**RECORDS SUPPLIED**
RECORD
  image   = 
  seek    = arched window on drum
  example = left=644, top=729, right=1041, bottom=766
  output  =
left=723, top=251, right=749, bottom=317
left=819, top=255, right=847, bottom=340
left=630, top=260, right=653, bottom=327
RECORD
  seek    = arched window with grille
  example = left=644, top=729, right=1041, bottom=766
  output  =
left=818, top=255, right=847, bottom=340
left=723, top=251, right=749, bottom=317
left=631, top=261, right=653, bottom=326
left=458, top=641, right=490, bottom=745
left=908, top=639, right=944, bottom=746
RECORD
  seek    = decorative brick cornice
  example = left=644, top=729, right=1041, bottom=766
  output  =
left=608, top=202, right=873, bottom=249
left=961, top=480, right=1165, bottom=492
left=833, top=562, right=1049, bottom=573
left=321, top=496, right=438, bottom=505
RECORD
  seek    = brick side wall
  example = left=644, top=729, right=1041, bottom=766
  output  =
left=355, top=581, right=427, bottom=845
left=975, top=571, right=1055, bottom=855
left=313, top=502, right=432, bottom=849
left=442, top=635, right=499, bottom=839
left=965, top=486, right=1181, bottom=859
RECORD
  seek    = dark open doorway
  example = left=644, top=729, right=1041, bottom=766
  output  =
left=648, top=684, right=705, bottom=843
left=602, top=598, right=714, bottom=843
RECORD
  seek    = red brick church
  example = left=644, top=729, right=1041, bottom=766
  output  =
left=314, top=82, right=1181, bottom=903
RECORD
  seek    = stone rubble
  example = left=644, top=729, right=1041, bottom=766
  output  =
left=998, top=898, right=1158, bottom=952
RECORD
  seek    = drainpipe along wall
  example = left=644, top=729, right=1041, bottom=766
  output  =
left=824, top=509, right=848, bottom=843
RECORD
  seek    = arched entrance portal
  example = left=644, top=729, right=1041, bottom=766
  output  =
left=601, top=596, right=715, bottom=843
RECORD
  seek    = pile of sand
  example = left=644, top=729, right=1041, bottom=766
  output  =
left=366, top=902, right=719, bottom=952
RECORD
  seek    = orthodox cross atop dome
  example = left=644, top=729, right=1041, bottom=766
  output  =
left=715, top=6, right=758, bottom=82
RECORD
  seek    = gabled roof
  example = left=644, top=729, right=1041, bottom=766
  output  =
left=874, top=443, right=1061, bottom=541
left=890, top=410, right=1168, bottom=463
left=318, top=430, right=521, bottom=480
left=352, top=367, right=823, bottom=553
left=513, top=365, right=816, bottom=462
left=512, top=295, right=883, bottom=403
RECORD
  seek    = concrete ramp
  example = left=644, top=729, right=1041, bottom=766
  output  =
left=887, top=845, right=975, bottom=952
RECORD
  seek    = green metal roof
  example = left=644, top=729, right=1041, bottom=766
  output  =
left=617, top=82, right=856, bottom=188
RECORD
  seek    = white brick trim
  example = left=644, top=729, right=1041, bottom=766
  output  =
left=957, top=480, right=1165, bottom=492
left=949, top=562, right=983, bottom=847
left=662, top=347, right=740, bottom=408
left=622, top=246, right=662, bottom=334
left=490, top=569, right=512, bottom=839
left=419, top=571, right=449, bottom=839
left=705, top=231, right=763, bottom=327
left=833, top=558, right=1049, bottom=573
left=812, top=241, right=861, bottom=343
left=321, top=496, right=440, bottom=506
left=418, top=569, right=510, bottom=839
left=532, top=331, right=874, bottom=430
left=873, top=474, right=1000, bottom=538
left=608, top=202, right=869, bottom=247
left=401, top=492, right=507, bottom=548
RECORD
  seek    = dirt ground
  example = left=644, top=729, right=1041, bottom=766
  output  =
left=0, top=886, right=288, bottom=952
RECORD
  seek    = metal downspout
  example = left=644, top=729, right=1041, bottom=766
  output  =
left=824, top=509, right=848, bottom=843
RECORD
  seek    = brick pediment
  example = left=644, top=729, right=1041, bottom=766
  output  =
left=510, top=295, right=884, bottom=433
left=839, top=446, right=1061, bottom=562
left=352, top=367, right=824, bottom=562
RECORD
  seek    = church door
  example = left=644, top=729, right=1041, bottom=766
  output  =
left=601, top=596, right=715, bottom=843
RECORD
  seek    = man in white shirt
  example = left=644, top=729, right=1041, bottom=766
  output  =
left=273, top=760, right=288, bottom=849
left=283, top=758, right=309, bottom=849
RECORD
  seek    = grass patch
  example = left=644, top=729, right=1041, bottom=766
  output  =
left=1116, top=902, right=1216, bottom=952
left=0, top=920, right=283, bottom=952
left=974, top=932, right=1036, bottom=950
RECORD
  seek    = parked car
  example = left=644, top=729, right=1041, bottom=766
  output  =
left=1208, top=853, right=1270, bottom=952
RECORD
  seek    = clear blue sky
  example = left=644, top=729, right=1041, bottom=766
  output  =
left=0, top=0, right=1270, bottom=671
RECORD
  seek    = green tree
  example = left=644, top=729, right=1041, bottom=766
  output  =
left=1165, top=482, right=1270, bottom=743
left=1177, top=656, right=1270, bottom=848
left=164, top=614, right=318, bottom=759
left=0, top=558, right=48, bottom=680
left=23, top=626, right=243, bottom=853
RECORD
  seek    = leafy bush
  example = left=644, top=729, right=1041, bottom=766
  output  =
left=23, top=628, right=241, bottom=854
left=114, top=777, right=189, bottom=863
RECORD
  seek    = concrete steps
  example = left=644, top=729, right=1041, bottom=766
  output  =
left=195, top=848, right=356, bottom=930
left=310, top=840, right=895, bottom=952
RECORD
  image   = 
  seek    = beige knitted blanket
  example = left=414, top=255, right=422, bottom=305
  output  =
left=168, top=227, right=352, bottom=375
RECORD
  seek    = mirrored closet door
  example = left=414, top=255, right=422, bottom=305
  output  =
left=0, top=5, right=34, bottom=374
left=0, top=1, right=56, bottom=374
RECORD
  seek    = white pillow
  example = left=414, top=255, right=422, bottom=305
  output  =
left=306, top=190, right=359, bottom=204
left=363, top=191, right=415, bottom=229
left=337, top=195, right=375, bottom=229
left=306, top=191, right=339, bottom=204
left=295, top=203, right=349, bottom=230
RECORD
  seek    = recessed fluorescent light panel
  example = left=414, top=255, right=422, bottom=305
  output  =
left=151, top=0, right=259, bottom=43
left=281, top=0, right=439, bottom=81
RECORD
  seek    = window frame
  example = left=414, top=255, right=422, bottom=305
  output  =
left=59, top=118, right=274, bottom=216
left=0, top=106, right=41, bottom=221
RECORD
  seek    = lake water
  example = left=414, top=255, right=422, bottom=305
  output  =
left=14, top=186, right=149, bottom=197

**PROBLEM TO WORK ON**
Print the complete listing again, exactly as it stands.

**ANSWER TO THIS EXERCISE**
RECORD
  image   = 
  seek    = arched window on drum
  example = left=644, top=729, right=1041, bottom=766
  output  =
left=723, top=251, right=749, bottom=317
left=819, top=255, right=847, bottom=340
left=630, top=260, right=653, bottom=327
RECORD
  seek    = arched window with grille
  example = left=644, top=729, right=1041, bottom=766
  output  =
left=818, top=255, right=847, bottom=340
left=723, top=251, right=749, bottom=317
left=631, top=261, right=653, bottom=326
left=458, top=641, right=490, bottom=745
left=908, top=639, right=944, bottom=746
RECORD
  seek    = decorative brick cornice
  example = left=644, top=729, right=1041, bottom=766
  output  =
left=608, top=202, right=873, bottom=249
left=961, top=480, right=1165, bottom=492
left=833, top=562, right=1049, bottom=573
left=321, top=496, right=438, bottom=505
RECORD
  seek    = brick side wall
  example = left=644, top=729, right=1041, bottom=766
  output  =
left=355, top=581, right=427, bottom=845
left=975, top=571, right=1055, bottom=855
left=313, top=502, right=432, bottom=849
left=442, top=635, right=499, bottom=839
left=965, top=486, right=1181, bottom=859
RECORD
  seek    = dark open doorway
  example = left=644, top=729, right=1041, bottom=766
  output  =
left=648, top=684, right=705, bottom=843
left=602, top=598, right=714, bottom=843
RECORD
  seek    = red brick church
  example = left=644, top=729, right=1041, bottom=766
  output  =
left=314, top=82, right=1181, bottom=903
RECORD
  seek    = stone rubble
  example = left=644, top=729, right=1041, bottom=766
  output  =
left=998, top=898, right=1158, bottom=952
RECORD
  seek    = drainpipe along wall
  example = left=644, top=729, right=1041, bottom=766
  output  =
left=824, top=509, right=848, bottom=843
RECORD
  seek    = arched entrance portal
  example = left=644, top=729, right=1041, bottom=766
  output  =
left=601, top=596, right=715, bottom=843
RECORD
  seek    = pile of sand
  example = left=644, top=729, right=1041, bottom=766
  output  =
left=366, top=902, right=719, bottom=952
RECORD
  seek    = orthodox cross atop dome
  example = left=644, top=729, right=1041, bottom=766
  output  =
left=715, top=6, right=758, bottom=82
RECORD
  seek    = gabled roof
  example = left=644, top=729, right=1041, bottom=766
  output  =
left=874, top=443, right=1061, bottom=541
left=890, top=410, right=1168, bottom=463
left=318, top=430, right=521, bottom=480
left=352, top=367, right=823, bottom=553
left=513, top=365, right=816, bottom=462
left=512, top=295, right=883, bottom=403
RECORD
  seek    = concrete ramp
  example = left=644, top=729, right=1041, bottom=766
  output  =
left=887, top=845, right=975, bottom=952
RECORD
  seek    = green metal roof
  example = left=644, top=729, right=1041, bottom=766
  output  =
left=617, top=82, right=856, bottom=188
RECORD
  seek    = white brick trim
  example = left=644, top=729, right=1041, bottom=766
  output  =
left=957, top=480, right=1165, bottom=492
left=949, top=562, right=983, bottom=847
left=662, top=347, right=740, bottom=408
left=622, top=246, right=662, bottom=334
left=490, top=569, right=512, bottom=839
left=419, top=571, right=449, bottom=839
left=705, top=231, right=763, bottom=327
left=833, top=558, right=1049, bottom=573
left=812, top=241, right=861, bottom=343
left=321, top=496, right=440, bottom=506
left=418, top=569, right=510, bottom=839
left=532, top=331, right=874, bottom=430
left=873, top=474, right=1000, bottom=538
left=608, top=202, right=869, bottom=247
left=401, top=492, right=507, bottom=548
RECORD
  seek    = dirt ground
  example = left=644, top=729, right=1041, bottom=766
  output  =
left=0, top=886, right=288, bottom=952
RECORD
  seek    = metal downspout
  example = left=644, top=729, right=1041, bottom=766
  output  =
left=824, top=509, right=848, bottom=843
RECORD
  seek    = brick pediment
  example = left=644, top=729, right=1041, bottom=766
  output  =
left=510, top=295, right=884, bottom=433
left=839, top=446, right=1061, bottom=562
left=352, top=367, right=824, bottom=562
RECORD
  seek    = church door
  example = left=644, top=729, right=1041, bottom=766
  output  =
left=601, top=596, right=715, bottom=843
RECORD
  seek    = man in white shirt
  example = left=644, top=729, right=1041, bottom=766
  output  =
left=273, top=760, right=288, bottom=849
left=283, top=758, right=309, bottom=849
RECORD
  seek    = grass patch
  example = left=644, top=729, right=1041, bottom=766
  output  =
left=1116, top=902, right=1216, bottom=952
left=0, top=920, right=283, bottom=952
left=974, top=932, right=1036, bottom=950
RECORD
  seek    = parked car
  example = left=644, top=729, right=1041, bottom=766
  output  =
left=1208, top=853, right=1270, bottom=952
RECORD
  seek    = clear blue sky
  example = left=644, top=729, right=1041, bottom=766
  output  =
left=0, top=0, right=1270, bottom=671
RECORD
  seek    = green tree
  example = left=644, top=729, right=1041, bottom=766
  output  =
left=1165, top=482, right=1270, bottom=743
left=1177, top=656, right=1270, bottom=848
left=164, top=614, right=318, bottom=759
left=0, top=558, right=48, bottom=680
left=23, top=626, right=243, bottom=853
RECORD
  seek    = leafy bush
  example = left=644, top=729, right=1041, bottom=766
  output  =
left=23, top=628, right=241, bottom=854
left=114, top=777, right=189, bottom=863
RECORD
  seek    = concrete steps
  example = left=644, top=729, right=1041, bottom=766
  output  =
left=195, top=848, right=356, bottom=930
left=310, top=840, right=895, bottom=952
RECORD
  image   = 
  seek    = beige knitted blanket
  example = left=414, top=255, right=422, bottom=305
  output  =
left=168, top=227, right=352, bottom=375
RECORD
  seek    = mirrored closet door
  example = left=414, top=255, right=422, bottom=305
  output  =
left=0, top=5, right=34, bottom=374
left=0, top=1, right=56, bottom=374
RECORD
  seek    = white pillow
  example = left=414, top=255, right=422, bottom=305
  output  =
left=306, top=190, right=359, bottom=204
left=363, top=191, right=415, bottom=229
left=337, top=195, right=375, bottom=229
left=306, top=191, right=339, bottom=204
left=295, top=203, right=349, bottom=230
RECORD
  seek    = recessed fluorescent light panel
  example = left=414, top=255, right=422, bottom=305
  output  =
left=151, top=0, right=259, bottom=43
left=281, top=0, right=439, bottom=81
RECORD
  seek    = window frame
  example = left=414, top=255, right=422, bottom=305
  output  =
left=59, top=118, right=274, bottom=216
left=0, top=106, right=41, bottom=221
RECORD
  seek    = lake water
  example = left=414, top=255, right=422, bottom=305
  output  =
left=14, top=186, right=149, bottom=197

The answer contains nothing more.